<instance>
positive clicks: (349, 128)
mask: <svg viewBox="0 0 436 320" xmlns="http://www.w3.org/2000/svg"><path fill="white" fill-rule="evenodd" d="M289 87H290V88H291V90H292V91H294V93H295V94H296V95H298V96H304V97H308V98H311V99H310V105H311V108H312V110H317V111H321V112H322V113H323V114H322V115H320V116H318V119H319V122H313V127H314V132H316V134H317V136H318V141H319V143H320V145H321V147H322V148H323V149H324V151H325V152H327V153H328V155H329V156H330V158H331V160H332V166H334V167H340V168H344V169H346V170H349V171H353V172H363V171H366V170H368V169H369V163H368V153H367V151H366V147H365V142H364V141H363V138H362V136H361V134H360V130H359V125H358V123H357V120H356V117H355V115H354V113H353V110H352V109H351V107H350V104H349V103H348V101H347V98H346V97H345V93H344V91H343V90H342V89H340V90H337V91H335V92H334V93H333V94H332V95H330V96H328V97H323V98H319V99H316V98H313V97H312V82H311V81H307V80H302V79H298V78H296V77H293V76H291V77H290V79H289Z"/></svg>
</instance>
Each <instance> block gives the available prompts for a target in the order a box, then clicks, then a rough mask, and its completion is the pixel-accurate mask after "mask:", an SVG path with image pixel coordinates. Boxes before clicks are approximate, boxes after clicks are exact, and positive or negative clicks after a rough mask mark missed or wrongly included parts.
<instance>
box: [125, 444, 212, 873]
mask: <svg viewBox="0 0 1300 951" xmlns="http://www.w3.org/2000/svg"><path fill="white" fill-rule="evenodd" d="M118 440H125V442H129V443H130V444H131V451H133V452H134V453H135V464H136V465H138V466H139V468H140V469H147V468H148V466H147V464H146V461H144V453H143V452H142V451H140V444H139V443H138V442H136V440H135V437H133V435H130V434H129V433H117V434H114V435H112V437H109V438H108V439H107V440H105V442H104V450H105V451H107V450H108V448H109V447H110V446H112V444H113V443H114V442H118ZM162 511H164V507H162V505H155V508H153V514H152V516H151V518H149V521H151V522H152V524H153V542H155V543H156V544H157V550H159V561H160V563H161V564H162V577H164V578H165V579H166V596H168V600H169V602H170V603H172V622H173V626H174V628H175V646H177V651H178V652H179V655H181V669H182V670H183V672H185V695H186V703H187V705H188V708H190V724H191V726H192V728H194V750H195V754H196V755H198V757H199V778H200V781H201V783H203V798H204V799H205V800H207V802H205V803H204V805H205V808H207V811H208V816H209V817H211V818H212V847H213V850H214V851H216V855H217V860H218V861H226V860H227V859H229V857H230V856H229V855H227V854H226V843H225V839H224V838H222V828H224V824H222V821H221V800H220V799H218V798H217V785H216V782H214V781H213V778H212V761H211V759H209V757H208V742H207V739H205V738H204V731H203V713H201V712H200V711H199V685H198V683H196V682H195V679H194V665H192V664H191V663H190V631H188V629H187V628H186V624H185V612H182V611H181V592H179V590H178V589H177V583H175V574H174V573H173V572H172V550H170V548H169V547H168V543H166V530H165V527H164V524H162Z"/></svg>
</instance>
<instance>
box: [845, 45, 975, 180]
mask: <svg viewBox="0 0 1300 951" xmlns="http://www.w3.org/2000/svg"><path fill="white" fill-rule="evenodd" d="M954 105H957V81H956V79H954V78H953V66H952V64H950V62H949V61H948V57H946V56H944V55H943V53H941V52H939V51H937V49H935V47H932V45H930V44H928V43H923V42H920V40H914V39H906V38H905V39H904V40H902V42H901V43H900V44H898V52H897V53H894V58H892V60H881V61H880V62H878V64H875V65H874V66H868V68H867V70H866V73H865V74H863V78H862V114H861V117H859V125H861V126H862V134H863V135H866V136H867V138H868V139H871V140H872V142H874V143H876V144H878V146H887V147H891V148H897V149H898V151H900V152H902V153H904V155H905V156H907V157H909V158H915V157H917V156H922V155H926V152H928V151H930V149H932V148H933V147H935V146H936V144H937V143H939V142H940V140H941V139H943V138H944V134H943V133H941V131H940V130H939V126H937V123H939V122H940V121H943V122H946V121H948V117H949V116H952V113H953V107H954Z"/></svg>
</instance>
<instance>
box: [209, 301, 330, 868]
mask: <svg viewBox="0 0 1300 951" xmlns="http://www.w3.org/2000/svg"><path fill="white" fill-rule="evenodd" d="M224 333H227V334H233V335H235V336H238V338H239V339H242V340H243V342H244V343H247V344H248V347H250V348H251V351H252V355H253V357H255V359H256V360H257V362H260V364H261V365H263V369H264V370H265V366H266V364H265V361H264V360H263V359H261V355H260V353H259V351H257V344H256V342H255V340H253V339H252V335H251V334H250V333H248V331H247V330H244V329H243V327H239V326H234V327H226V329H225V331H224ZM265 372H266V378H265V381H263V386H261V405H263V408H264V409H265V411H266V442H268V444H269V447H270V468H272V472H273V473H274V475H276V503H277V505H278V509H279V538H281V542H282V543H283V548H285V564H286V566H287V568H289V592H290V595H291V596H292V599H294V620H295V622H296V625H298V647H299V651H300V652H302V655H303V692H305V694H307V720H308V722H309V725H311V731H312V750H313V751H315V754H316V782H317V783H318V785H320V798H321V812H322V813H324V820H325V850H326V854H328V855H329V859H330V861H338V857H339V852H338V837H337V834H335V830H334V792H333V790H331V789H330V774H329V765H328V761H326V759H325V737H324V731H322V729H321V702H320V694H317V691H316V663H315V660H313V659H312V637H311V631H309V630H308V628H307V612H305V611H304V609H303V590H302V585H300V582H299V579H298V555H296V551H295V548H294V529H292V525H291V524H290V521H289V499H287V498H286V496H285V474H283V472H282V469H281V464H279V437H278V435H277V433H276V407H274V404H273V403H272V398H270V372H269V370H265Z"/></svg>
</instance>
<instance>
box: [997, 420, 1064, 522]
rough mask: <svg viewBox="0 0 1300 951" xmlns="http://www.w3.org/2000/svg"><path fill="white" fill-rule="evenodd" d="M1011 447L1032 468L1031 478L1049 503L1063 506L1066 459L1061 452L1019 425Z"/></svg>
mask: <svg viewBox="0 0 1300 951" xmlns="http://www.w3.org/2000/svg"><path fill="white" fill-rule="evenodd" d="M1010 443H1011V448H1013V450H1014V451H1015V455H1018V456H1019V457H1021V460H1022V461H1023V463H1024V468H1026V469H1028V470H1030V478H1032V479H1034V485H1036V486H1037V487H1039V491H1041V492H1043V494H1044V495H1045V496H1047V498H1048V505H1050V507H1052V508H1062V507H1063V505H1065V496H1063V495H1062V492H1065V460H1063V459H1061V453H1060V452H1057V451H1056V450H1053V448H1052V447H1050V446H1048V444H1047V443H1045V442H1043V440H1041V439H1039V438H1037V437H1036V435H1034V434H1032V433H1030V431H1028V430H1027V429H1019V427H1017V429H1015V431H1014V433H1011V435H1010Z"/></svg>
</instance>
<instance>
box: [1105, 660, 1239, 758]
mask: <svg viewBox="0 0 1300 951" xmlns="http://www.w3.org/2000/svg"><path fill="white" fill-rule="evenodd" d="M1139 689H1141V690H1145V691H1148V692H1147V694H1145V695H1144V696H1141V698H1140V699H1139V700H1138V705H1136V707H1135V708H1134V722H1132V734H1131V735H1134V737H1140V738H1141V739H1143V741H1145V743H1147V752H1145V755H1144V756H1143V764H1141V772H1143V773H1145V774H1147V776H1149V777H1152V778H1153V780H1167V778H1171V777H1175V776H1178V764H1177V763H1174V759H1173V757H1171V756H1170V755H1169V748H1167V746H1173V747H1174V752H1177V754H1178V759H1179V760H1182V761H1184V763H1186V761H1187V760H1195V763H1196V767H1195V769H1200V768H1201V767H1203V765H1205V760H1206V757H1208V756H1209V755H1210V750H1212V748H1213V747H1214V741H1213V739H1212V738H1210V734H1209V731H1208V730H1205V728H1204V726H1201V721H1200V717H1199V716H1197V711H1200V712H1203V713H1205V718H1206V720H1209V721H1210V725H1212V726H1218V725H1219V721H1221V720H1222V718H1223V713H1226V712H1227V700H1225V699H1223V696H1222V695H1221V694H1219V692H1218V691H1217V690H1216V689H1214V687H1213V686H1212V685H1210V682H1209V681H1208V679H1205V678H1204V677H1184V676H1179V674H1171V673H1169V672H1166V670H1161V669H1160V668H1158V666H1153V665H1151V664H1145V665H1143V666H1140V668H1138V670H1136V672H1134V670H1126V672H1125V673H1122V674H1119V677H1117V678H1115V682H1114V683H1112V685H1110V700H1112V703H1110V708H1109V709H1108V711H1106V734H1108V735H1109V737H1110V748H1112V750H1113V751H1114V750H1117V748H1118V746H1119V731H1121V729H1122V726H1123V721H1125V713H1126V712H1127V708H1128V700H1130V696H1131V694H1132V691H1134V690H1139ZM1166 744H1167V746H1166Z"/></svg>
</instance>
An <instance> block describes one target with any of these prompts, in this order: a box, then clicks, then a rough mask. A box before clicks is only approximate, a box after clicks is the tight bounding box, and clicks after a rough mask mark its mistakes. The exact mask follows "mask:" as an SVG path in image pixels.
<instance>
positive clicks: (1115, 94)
-------
Pull out every line of the data above that contains the word "before". Case counts, so only lines that match its capitalization belong.

Each <instance> block gives the available prompts for a target in the order a box, then clicks, then a rough mask, and its completion is the pixel-accurate mask after "mask:", an SVG path with image pixel coordinates. Boxes before clicks are approximate, boxes after clicks are exact, and positive or negative clicks after a rough mask mark missed or wrongly included parts.
An <instance> block describes one target with any of these prompts, in this order: a box, then clicks, then a rough mask. A box before clicks is only approximate, a box after clicks is the tight bounding box, and clicks after a rough mask mark its mistakes. The exact mask follows "mask:" as an SVG path in image pixels.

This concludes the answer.